**EXERCISE REQUIREMENTS**
Find each line in the listing below that contains the string "gray", and copy those lines in full.

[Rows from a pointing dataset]
---+---
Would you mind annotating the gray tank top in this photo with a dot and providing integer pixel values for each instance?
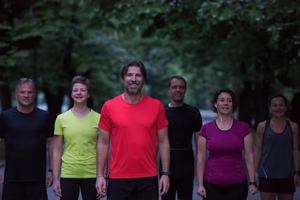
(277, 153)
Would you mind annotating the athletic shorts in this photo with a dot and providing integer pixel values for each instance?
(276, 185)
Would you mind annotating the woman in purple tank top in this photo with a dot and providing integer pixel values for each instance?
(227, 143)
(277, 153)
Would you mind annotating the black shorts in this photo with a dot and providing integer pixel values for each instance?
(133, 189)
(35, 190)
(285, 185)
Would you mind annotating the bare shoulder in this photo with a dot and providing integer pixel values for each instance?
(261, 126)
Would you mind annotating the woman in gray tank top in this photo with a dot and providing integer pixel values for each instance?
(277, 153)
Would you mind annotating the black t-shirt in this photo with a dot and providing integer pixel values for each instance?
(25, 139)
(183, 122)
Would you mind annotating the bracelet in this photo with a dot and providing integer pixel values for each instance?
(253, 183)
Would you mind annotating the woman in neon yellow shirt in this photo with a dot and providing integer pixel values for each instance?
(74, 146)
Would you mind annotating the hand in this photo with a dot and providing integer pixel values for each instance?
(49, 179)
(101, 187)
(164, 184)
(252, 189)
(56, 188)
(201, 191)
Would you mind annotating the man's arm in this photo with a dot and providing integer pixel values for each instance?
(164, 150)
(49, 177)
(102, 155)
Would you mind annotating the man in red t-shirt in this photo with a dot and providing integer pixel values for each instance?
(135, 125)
---+---
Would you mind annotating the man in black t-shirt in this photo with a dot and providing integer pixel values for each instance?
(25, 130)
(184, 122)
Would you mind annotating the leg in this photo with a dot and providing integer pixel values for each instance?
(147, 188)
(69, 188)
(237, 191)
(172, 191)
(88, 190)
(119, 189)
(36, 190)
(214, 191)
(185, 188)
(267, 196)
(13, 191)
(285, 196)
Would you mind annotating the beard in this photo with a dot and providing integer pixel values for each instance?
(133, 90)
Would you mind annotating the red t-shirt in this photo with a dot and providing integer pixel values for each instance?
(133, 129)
---+---
**SOLUTION TO THE PROBLEM**
Would you mind annotating the gray tank top in this photo with a dot and providing integer pixel values for each instance?
Would you mind annotating the woman in gray tank top in this photo with a dot and providing integer pixel values for each instance?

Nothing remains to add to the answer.